__PASSAGE SHOWN__
··········

Samuel A. Scribner, son of Alexander St. John Scribner and Cynthia Cheseboro Scribner, was born August 18, 1859, near Brookville, Pennsylvania, county seat of Jefferson County. Serving as a tuba player in the village band, Scribner spent his whole life in show business. In the summer of 1879 he joined a small circus called, rather grandly, Rogers and Campbell United Aggregation and Grand Equestriculum Hippo Comique. For nearly twenty years he worked his way up the ranks of various circuses, traveling by mule train six days a week, six months a year. By 1892, he partnered with Neil Smith to operate Scribner & Smith's All New Enormous Combined Shows. During the winter months, he acted in and produced melodramas in various theater companies in the United States and Canada. In the late 1890s, he sold his circus to Barnum & Bailey and switched to burlesque.

=== Columbia Amusement ===

In 1902, Scribner and his partner, John Herbert Mack, formed the Columbia Amusement Company, also known as the "Columbia Wheel" or "Eastern Wheel". With a season running from Fall to Spring, Columbia would present forty or more separate shows in forty different theaters. Each week each show would travel from one theater to the next, rotating around the American Northeast and Midwest like forty spokes on a great wheel.

On January 3, 1910, the company opened its flagship theater in Times Square, at the north-east corner of Seventh Avenue and 47th Street. In its time, Columbia Amusement ruled American burlesque, and Scribner, its imperious operator, was determined to make burlesque both clean and profitable. In 1913 the Eastern wheel and the rival Western wheel were consolidated into the Columbia Amusement Company, headed by Scribner and Isidore Herk. The combined operation put on fairly clean shows, as had the Eastern Wheel.

··········

__DATA__

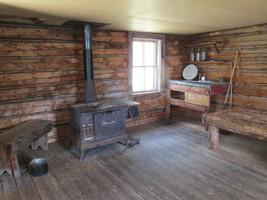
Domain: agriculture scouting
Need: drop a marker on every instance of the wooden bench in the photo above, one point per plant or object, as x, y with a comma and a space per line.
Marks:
244, 120
32, 132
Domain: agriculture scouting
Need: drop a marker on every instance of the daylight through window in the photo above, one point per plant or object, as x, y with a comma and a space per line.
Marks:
146, 63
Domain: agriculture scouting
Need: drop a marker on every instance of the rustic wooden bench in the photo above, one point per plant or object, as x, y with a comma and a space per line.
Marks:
244, 120
32, 132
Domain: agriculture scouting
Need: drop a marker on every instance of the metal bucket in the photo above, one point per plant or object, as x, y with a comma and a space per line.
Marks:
38, 167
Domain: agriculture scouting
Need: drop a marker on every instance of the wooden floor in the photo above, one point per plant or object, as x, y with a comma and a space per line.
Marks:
171, 162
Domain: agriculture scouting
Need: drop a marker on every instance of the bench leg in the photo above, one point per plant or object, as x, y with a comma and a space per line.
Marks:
213, 137
8, 162
42, 142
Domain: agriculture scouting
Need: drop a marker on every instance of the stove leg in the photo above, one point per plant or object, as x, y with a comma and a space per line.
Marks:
213, 137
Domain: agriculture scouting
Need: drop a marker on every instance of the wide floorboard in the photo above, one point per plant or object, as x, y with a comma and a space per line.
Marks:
171, 162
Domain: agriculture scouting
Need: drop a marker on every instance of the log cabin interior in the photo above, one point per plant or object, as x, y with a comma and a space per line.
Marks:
132, 99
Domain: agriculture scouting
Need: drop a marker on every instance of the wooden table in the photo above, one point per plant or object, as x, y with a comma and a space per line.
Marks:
244, 120
32, 132
196, 94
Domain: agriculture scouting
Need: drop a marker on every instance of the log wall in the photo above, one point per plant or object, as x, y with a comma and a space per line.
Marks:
41, 73
250, 79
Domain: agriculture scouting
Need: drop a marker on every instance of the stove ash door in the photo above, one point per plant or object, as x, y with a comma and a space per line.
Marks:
110, 123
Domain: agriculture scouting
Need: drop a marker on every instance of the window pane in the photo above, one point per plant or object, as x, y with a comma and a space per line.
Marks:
149, 75
138, 79
149, 53
137, 53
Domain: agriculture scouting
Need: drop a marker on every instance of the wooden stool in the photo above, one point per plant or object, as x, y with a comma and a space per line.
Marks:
32, 132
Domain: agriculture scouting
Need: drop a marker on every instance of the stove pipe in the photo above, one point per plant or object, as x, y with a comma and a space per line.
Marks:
89, 84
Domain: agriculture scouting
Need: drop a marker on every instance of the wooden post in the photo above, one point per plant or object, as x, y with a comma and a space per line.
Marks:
213, 137
168, 105
42, 142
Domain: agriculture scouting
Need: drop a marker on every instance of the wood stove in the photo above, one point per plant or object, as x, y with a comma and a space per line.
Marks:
97, 122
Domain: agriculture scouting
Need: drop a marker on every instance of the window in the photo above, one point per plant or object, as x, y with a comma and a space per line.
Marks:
145, 63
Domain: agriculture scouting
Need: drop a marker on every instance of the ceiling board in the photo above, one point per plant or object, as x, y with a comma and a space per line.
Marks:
160, 16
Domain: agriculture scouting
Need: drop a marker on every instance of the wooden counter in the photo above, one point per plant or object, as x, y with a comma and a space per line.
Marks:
196, 94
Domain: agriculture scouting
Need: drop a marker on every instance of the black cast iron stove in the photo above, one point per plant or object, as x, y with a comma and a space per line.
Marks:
98, 122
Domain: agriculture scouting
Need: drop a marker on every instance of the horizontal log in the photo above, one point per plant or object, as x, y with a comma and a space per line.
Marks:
55, 33
110, 36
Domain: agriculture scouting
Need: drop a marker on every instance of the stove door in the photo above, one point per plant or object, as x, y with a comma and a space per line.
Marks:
110, 123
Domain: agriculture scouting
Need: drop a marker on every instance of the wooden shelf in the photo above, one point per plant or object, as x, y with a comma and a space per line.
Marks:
206, 62
214, 44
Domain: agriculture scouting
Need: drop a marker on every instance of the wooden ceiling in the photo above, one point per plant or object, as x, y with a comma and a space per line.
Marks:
183, 17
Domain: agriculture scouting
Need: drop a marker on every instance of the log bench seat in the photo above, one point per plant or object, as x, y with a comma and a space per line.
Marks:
32, 132
244, 120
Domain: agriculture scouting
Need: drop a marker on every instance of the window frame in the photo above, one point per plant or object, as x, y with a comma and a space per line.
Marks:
161, 68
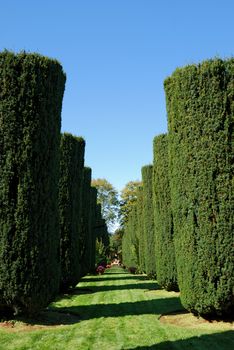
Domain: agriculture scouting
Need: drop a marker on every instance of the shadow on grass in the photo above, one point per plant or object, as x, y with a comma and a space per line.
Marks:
149, 307
216, 341
45, 318
104, 277
142, 285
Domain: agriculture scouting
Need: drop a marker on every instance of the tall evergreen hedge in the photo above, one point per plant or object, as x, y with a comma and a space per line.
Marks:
200, 111
70, 205
31, 92
148, 218
130, 245
93, 228
140, 231
163, 219
86, 222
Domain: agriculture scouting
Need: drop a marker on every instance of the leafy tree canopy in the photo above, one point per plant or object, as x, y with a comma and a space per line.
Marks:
128, 200
107, 196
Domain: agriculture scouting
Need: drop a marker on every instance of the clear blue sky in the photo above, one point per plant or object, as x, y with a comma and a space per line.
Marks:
116, 54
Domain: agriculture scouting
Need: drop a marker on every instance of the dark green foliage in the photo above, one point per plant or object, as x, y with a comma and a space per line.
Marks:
70, 191
200, 108
102, 237
140, 231
31, 91
93, 228
130, 243
148, 217
163, 221
86, 223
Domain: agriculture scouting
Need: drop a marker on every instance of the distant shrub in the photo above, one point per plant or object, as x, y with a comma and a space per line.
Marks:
200, 113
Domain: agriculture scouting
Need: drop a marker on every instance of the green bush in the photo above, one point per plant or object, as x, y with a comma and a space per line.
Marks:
31, 92
140, 231
130, 244
200, 111
148, 218
70, 191
86, 223
163, 220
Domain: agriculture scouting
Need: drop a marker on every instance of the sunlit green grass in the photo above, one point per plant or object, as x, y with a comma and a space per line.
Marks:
118, 311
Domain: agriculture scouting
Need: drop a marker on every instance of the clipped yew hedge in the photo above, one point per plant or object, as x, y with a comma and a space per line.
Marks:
148, 218
200, 111
163, 219
70, 206
31, 92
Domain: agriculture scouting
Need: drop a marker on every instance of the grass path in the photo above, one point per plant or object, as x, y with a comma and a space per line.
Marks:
117, 311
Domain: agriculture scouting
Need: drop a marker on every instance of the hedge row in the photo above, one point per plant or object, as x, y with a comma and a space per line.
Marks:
193, 189
40, 209
200, 106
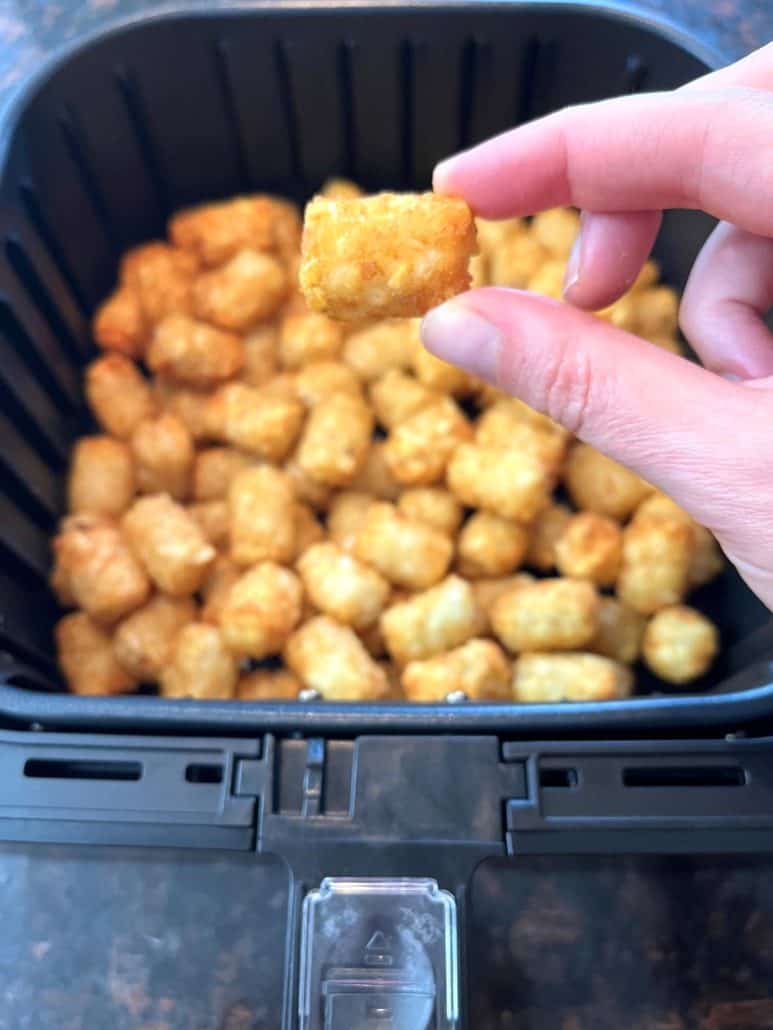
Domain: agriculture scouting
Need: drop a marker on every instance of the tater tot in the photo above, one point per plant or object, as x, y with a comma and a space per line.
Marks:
330, 658
143, 642
163, 451
261, 611
590, 547
118, 393
191, 353
417, 450
261, 502
598, 484
491, 546
201, 666
406, 552
169, 543
433, 621
392, 254
505, 482
546, 615
342, 586
101, 573
102, 479
544, 679
679, 644
87, 658
335, 441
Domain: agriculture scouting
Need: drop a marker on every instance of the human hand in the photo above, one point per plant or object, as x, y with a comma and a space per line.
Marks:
703, 435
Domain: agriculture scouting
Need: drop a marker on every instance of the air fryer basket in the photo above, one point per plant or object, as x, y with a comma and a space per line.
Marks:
111, 137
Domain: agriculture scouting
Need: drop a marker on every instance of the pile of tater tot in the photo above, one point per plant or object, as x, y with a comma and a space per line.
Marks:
275, 502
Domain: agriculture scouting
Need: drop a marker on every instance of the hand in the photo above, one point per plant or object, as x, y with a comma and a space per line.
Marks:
703, 435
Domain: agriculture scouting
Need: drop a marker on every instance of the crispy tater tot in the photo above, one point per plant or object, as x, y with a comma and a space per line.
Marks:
169, 543
102, 479
505, 482
392, 254
546, 615
342, 586
100, 572
335, 441
544, 679
417, 450
191, 353
262, 505
433, 621
118, 393
143, 642
201, 666
477, 667
491, 546
330, 658
87, 658
163, 452
679, 644
407, 552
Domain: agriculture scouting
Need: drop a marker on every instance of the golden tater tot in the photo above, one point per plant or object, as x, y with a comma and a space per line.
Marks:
87, 658
392, 254
163, 451
143, 642
261, 502
191, 353
544, 679
102, 479
477, 667
546, 615
598, 484
330, 658
335, 441
118, 393
341, 586
407, 552
433, 621
100, 572
261, 611
169, 543
201, 666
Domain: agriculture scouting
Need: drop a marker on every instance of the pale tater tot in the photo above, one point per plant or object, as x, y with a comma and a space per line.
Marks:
249, 287
330, 658
417, 450
433, 621
546, 615
545, 679
505, 482
102, 479
388, 255
341, 586
169, 543
680, 644
143, 642
590, 547
406, 552
201, 665
335, 441
491, 546
261, 502
87, 658
598, 484
261, 611
118, 393
101, 574
191, 353
163, 451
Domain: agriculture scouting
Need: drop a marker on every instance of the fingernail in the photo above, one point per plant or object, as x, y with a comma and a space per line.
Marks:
460, 336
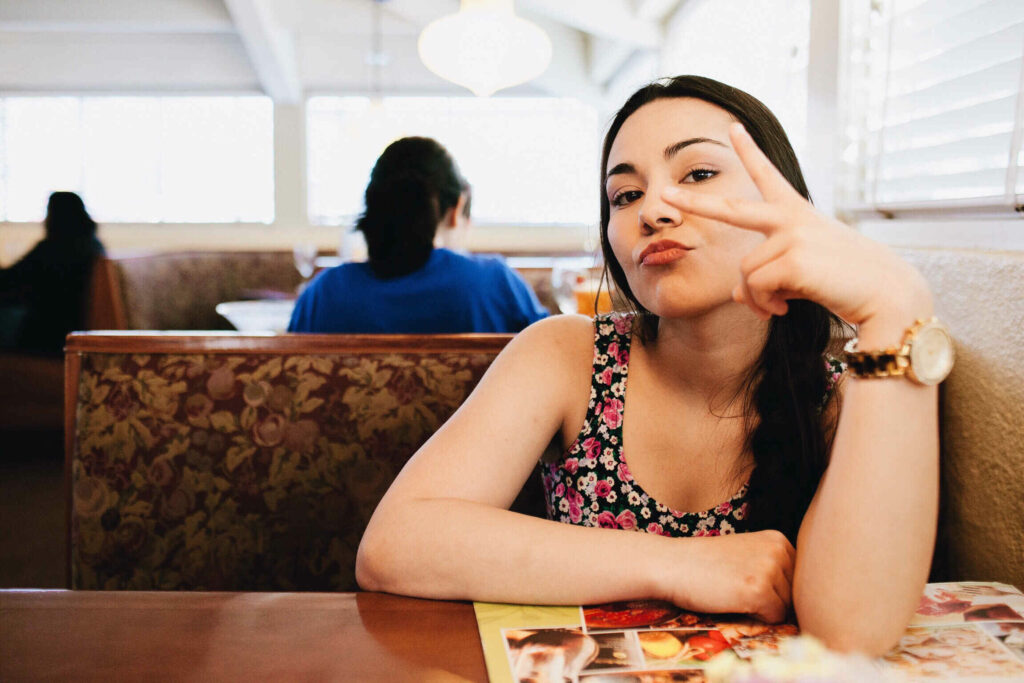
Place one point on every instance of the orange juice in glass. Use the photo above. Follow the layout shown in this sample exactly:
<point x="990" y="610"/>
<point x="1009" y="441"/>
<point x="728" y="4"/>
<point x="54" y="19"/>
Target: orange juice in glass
<point x="587" y="293"/>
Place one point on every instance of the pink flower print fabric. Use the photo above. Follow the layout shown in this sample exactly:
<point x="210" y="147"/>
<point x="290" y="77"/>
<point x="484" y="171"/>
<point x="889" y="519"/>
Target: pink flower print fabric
<point x="592" y="485"/>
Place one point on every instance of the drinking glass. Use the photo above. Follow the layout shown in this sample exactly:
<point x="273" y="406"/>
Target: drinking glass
<point x="565" y="281"/>
<point x="305" y="258"/>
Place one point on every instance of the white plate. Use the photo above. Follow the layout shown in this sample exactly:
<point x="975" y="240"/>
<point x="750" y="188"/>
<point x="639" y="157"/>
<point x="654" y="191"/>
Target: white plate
<point x="269" y="315"/>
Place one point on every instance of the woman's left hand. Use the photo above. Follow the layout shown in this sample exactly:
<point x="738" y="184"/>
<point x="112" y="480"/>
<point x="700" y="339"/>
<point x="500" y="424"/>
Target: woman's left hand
<point x="807" y="255"/>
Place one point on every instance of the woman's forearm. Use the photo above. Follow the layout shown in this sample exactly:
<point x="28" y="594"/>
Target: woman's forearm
<point x="865" y="545"/>
<point x="455" y="549"/>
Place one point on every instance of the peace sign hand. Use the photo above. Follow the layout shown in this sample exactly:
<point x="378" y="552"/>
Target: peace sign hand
<point x="807" y="255"/>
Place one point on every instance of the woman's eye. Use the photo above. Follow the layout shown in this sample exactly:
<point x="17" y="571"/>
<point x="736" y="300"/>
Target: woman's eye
<point x="699" y="175"/>
<point x="627" y="197"/>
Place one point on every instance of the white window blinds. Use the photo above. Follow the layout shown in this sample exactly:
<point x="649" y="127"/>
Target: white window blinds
<point x="934" y="107"/>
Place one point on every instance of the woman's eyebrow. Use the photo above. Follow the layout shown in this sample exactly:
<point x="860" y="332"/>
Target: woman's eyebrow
<point x="669" y="153"/>
<point x="676" y="147"/>
<point x="620" y="169"/>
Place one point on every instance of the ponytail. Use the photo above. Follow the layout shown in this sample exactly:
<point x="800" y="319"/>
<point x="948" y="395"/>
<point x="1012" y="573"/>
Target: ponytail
<point x="413" y="185"/>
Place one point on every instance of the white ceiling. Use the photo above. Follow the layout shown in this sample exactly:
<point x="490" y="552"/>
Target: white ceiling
<point x="289" y="48"/>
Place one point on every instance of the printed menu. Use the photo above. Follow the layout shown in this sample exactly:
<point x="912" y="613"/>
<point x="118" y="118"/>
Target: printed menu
<point x="967" y="631"/>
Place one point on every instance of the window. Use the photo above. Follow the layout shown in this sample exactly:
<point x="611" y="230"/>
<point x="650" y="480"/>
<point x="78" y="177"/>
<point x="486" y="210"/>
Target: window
<point x="139" y="159"/>
<point x="935" y="107"/>
<point x="529" y="160"/>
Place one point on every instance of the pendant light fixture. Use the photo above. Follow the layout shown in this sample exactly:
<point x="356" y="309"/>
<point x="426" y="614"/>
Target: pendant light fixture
<point x="484" y="47"/>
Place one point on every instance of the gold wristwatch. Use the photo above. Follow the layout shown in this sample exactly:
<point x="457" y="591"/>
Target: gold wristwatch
<point x="926" y="355"/>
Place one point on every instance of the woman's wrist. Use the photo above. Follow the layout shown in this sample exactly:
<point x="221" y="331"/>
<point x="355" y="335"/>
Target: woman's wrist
<point x="886" y="328"/>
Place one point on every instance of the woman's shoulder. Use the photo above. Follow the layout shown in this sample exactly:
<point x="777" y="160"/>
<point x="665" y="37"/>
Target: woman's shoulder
<point x="565" y="331"/>
<point x="556" y="343"/>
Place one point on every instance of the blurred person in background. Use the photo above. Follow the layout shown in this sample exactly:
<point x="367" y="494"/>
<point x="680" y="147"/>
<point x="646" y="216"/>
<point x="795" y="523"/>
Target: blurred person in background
<point x="416" y="197"/>
<point x="43" y="296"/>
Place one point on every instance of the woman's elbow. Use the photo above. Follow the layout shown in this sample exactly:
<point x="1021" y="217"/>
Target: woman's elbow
<point x="844" y="636"/>
<point x="371" y="564"/>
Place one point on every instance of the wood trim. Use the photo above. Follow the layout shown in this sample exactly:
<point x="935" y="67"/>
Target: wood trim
<point x="233" y="342"/>
<point x="73" y="367"/>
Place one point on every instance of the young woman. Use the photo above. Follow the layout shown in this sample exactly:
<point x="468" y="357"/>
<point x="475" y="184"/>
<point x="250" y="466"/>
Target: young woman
<point x="43" y="296"/>
<point x="730" y="409"/>
<point x="415" y="194"/>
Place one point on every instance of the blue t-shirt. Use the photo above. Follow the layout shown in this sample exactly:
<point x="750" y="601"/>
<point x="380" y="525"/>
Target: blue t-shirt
<point x="453" y="293"/>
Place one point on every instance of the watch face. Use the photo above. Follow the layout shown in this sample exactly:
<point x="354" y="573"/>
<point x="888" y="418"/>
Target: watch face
<point x="932" y="353"/>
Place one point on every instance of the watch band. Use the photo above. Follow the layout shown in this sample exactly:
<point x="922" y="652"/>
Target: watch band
<point x="875" y="365"/>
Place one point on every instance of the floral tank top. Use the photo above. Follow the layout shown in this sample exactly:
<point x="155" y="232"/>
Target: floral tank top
<point x="591" y="483"/>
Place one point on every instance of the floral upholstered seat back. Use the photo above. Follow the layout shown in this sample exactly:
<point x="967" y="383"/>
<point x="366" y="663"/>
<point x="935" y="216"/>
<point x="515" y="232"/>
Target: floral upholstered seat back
<point x="181" y="290"/>
<point x="248" y="471"/>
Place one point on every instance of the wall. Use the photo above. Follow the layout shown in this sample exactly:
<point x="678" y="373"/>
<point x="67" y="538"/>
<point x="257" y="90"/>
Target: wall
<point x="291" y="224"/>
<point x="980" y="295"/>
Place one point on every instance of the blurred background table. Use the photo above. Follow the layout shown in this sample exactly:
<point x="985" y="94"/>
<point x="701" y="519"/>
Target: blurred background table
<point x="85" y="635"/>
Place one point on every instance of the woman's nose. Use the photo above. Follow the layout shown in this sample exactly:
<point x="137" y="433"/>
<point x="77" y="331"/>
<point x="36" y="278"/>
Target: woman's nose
<point x="656" y="213"/>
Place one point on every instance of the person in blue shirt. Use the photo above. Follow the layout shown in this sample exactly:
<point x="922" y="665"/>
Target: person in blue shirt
<point x="408" y="285"/>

··········

__QUESTIONS__
**A)** In the passage about Samuel A. Scribner, where did the Columbia Amusement Company open its flagship theater in 1910?
**B)** List every specific year that the passage about Samuel A. Scribner gives as a four-digit number.
**C)** Carry on the passage about Samuel A. Scribner from its final sentence.

__REPLIES__
**A)** In Times Square, at the north-east corner of Seventh Avenue and 47th Street.

**B)** 1859, 1879, 1892, 1902, 1910, 1913

**C)**
One of Scribner's early hires at Columbia was Will Rogers. In 1904, Rogers was working the roof of Willie Hammerstein's theater in New York. Scribner hired him away, raising his salary from $140 to $250 per week. On January 3, 1925, in anticipation of the Fifteenth Anniversary Gala of the Columbia Theater in New York, Rogers sent a telegram stating: "I will be there Wednesday night for you to do an act announce the acts take tickets or sweep out for you I said for you Sam Scribner."

=== Family life ===

Scribner married Henrietta "Etta" Cuerbo on April 4, 1907, in New York City. They had three children, Dorothy Scribner (1910-1977), Samuel Alexander Scribner (1913-2003), and John Herbert Mack Scribner (1917-2009). Peter Scribner, the son of Samuel Alexander Scribner, is his grandson.